# [THE TASK]
According to the piece below on a parenting and nutrition study, in which country did the intervention take place?

# [PASSAGE SHOWN]
**********

Usually, when you enroll participants in a pediatric research study, you only enroll one child in the family. But are siblings of that child also affected by the study?

Joshua Jeong, ScD and colleagues at Harvard T.H. Chan School of Public Health looked at this question, specifically for an intervention to positively change parenting and feeding practices. This week, Pediatrics is early releasing their results in an article entitled “Effects of a Parenting and Nutrition Intervention on Siblings: A Cluster-RCT” (10.1542/peds.2023-061383). 

The specific intervention took place in Tanzania and provided mothers and fathers with information about responsive parenting, infant and toddler feeding, and how to create positive relationships with each other.

Perhaps it’s not a surprise that the authors found that the siblings of the “index child” (i.e., the child whose outcomes were measured in the study) also benefited! Compared to siblings in the control group, the intervention siblings had:

  • Better expressive language
  • Better dietary intake
  • Fewer internalizing behavioral problems – meaning, behaviors directed inwardly towards oneself. Examples would be social withdrawal, depressive symptoms, and anxiety symptoms.

**********

# [DATA]

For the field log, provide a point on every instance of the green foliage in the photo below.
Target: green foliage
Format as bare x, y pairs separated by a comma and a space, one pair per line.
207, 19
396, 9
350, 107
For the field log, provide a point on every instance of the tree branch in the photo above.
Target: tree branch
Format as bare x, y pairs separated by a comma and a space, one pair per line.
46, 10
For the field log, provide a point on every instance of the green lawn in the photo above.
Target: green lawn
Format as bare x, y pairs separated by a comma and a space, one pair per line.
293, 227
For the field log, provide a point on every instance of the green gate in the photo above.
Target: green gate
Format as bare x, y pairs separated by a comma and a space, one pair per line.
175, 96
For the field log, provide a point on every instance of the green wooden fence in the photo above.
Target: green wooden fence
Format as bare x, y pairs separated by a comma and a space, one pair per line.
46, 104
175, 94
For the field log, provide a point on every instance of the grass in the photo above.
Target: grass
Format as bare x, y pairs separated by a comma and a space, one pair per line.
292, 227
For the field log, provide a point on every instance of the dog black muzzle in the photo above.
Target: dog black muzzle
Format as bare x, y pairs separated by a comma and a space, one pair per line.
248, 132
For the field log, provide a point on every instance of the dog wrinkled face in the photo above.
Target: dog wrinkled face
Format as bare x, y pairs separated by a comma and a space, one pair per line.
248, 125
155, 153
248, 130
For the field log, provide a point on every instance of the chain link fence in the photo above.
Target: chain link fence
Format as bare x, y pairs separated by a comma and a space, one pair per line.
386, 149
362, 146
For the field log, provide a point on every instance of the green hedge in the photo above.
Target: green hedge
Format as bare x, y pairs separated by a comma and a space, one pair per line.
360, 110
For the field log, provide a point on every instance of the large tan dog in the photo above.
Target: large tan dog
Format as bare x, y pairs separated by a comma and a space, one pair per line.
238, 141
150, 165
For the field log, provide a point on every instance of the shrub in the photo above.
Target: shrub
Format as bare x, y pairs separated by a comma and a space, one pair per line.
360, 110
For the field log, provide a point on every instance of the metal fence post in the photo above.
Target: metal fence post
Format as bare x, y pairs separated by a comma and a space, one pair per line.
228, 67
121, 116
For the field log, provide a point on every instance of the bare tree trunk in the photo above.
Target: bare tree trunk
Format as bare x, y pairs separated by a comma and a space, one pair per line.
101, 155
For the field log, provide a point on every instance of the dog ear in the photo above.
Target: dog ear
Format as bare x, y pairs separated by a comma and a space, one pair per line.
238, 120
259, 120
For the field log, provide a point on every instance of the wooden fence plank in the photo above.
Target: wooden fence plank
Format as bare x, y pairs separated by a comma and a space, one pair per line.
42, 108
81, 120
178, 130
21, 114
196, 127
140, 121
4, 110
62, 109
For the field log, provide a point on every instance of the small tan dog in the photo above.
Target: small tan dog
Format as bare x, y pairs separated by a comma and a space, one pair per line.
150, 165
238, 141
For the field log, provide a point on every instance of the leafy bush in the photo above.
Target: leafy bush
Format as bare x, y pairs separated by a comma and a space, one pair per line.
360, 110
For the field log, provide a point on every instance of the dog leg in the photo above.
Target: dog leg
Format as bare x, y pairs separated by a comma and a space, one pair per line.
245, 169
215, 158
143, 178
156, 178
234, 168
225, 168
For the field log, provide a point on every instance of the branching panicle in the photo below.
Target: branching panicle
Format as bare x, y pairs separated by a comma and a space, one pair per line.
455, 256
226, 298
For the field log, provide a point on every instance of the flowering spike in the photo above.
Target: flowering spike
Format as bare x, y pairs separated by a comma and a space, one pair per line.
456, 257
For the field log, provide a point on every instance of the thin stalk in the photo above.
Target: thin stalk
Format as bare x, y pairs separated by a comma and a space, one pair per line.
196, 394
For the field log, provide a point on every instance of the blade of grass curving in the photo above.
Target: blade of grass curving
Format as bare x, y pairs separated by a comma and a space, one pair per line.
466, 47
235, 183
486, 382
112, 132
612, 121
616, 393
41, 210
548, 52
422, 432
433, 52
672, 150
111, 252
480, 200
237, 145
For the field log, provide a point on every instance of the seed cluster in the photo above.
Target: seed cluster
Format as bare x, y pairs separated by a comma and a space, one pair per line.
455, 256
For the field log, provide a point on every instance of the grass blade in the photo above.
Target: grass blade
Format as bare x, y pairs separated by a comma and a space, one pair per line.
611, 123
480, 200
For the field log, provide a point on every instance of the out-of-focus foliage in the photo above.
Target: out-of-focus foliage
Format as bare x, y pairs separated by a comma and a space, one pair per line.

**********

# [YOUR RESPONSE]
Tanzania